ARTICLE:
* * *

RONDALE LEE CHAPMAN, PETITIONER,
v.
UNITED STATES OF AMERICA, RESPONDENT.



The opinion of the court was delivered by: J. Phil Gilbert District Judge

MEMORANDUM AND ORDER

This matter comes before the Court on petitioner Rondale Lee Chapman's motion to vacate, set aside or correct his sentence pursuant to 28 U.S.C. § 2255 and its supporting memorandum (Docs. 1 & 2). On July 7, 2011, the petitioner entered an open plea of guilty to three counts of production of child pornography in violation of 18 U.S.C. § 2251(a). The Court sentenced the petitioner to serve a total of 480 months in prison -- 300 months on Count 1 and 180 month on Counts 2 and 3, to be served concurrently with each other and consecutively to the term for Count 1. The petitioner appealed his conviction to the United States Court of Appeals for the Seventh Circuit, which on September 20, 2012, affirmed the Court's judgment. See United States v. Chapman, 694 F.3d 908 (7th Cir. 2012) (per curiam). The petitioner did not seek a writ of certiorari from the United States Supreme Court.

In his § 2255 motion, the petitioner raises the following claims:

I. Ineffective assistance of counsel for failing to inform petitioner of the possibility of consecutive sentences for his three counts of conviction and for failing to provide a reasonably accurate estimate of his likely sentence before his guilty plea;

IIa. Ineffective assistance of counsel for failing to file a motion to suppress evidence seized from the petitioner's former home, and other evidence to which the seized evidence led, based on a warrant application that contained material omissions;

IIb. Ineffective assistance of counsel for failing to challenge the "chain of custody" of the videotape upon which the Government's case relied;

III. Petitioner's plea was involuntary because he was unaware of the possibility of consecutive sentence terms he could receive as a consequence of pleading guilty or the fact that he would have to register as a sex offender;

IV. Ineffective assistance of counsel on appeal for failing to challenge the Court's compliance with Federal Rule of Criminal Procedure 11 during petitioner's guilty plea.

Pursuant to Rule 4(b) of the Rules Governing Section 2255 Proceedings for the United States District Courts, the Court has determined that it is plain from the motion and the record of the prior proceedings that the petitioner is not entitled to relief on Ground IIa.

* * *

(Object location annotation data)
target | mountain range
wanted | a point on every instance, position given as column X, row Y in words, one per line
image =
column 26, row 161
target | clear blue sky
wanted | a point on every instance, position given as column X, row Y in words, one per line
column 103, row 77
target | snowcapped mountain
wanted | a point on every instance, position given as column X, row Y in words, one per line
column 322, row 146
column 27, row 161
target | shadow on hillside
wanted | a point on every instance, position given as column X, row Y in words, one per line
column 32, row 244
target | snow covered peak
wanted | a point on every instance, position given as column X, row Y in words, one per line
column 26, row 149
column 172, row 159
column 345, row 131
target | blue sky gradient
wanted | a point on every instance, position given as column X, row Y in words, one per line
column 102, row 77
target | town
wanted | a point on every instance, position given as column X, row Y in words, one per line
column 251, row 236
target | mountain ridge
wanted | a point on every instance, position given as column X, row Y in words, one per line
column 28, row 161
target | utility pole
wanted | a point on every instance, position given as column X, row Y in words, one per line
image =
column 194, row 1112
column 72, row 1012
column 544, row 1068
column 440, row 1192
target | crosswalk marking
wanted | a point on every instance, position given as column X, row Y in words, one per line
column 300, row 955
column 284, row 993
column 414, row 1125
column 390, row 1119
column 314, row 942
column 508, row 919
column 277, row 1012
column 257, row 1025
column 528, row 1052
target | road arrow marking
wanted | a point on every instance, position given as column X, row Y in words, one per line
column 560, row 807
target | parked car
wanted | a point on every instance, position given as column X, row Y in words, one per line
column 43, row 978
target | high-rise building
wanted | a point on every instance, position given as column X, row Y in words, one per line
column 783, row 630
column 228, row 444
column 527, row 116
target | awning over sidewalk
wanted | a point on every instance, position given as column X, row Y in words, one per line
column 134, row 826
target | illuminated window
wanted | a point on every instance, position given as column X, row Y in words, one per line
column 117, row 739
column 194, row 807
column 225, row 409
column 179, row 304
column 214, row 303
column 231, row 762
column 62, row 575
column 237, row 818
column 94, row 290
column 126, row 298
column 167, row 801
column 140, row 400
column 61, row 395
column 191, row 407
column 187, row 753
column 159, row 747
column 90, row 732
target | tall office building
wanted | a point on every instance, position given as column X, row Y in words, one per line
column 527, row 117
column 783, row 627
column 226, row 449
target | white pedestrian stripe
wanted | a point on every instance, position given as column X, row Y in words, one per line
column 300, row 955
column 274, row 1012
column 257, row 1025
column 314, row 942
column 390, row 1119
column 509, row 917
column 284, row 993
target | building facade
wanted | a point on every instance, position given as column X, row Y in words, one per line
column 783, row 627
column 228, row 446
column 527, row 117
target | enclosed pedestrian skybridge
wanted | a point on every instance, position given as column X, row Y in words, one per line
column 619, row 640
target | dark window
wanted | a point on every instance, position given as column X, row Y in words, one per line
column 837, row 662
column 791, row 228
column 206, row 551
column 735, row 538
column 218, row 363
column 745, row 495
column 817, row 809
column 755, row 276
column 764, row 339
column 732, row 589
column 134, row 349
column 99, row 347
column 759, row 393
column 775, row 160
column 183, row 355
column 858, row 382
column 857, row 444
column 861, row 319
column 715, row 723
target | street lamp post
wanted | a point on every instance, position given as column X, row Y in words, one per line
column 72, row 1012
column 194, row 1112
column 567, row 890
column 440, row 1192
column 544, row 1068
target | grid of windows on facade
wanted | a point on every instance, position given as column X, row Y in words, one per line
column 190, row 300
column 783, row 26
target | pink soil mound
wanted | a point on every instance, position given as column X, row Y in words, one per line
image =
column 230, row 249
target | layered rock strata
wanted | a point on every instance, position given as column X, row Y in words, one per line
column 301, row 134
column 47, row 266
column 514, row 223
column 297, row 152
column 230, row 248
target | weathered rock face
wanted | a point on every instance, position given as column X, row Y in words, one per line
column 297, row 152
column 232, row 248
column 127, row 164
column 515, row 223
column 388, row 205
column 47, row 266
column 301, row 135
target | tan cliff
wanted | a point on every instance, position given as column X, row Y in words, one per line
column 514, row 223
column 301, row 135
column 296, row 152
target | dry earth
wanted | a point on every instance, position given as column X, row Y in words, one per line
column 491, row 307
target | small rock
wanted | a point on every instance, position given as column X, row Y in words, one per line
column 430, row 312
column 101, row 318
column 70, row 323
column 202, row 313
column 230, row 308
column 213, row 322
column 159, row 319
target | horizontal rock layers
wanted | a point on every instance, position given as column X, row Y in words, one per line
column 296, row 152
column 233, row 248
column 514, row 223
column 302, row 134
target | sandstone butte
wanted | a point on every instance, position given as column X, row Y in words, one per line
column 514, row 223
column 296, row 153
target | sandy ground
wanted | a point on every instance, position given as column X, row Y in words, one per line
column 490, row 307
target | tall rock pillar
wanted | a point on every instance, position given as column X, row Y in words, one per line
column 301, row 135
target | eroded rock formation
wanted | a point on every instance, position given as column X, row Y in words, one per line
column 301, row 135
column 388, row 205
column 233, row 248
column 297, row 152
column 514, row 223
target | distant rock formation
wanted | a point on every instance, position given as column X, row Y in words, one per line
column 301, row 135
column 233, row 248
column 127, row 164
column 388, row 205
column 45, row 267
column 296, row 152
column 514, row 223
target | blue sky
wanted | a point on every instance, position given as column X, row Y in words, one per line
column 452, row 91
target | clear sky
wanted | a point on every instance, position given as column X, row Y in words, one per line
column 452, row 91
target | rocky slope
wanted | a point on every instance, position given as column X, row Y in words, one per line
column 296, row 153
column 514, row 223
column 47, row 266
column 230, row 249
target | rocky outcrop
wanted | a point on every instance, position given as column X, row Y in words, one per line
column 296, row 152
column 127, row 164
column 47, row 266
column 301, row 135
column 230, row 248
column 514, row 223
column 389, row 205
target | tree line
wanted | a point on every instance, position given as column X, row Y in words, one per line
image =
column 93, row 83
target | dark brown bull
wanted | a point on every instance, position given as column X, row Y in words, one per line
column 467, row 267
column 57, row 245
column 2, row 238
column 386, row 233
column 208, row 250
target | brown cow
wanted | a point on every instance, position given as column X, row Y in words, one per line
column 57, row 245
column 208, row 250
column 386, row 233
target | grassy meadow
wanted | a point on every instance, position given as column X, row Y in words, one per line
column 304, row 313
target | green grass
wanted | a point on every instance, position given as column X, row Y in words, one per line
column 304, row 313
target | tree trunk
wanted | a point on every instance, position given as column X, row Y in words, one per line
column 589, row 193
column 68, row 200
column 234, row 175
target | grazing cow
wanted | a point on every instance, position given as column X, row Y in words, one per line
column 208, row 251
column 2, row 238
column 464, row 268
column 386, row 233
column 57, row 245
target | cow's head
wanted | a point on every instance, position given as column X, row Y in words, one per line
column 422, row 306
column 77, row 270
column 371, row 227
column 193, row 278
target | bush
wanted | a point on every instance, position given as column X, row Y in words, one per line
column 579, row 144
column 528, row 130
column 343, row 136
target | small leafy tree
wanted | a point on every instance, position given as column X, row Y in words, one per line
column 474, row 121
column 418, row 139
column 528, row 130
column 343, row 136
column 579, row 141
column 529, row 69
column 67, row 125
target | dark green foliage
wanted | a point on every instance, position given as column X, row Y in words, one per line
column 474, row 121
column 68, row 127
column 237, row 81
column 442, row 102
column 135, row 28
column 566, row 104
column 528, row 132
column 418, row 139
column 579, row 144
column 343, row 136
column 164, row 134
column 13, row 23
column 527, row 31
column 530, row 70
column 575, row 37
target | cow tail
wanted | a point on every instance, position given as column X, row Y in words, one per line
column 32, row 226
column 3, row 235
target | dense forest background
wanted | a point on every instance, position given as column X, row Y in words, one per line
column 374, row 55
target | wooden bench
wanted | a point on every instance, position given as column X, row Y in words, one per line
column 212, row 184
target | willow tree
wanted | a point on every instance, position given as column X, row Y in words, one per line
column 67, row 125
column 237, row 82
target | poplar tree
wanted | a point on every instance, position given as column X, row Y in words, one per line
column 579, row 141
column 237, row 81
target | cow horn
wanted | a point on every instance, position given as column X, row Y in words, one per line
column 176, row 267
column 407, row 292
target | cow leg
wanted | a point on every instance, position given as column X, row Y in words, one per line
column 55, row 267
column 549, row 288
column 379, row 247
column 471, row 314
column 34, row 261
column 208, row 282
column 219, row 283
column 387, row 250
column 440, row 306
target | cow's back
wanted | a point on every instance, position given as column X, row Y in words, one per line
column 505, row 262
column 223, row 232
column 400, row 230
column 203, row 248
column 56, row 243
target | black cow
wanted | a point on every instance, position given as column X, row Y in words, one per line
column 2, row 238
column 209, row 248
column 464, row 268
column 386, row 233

* * *

TASK INSTRUCTIONS:
Render this sentence from the memorandum and order into Spanish: "The petitioner did not seek a writ of certiorari from the United States Supreme Court."

FULL OUTPUT:
El peticionario no solicitó un auto de certiorari ante la Corte Suprema de los Estados Unidos.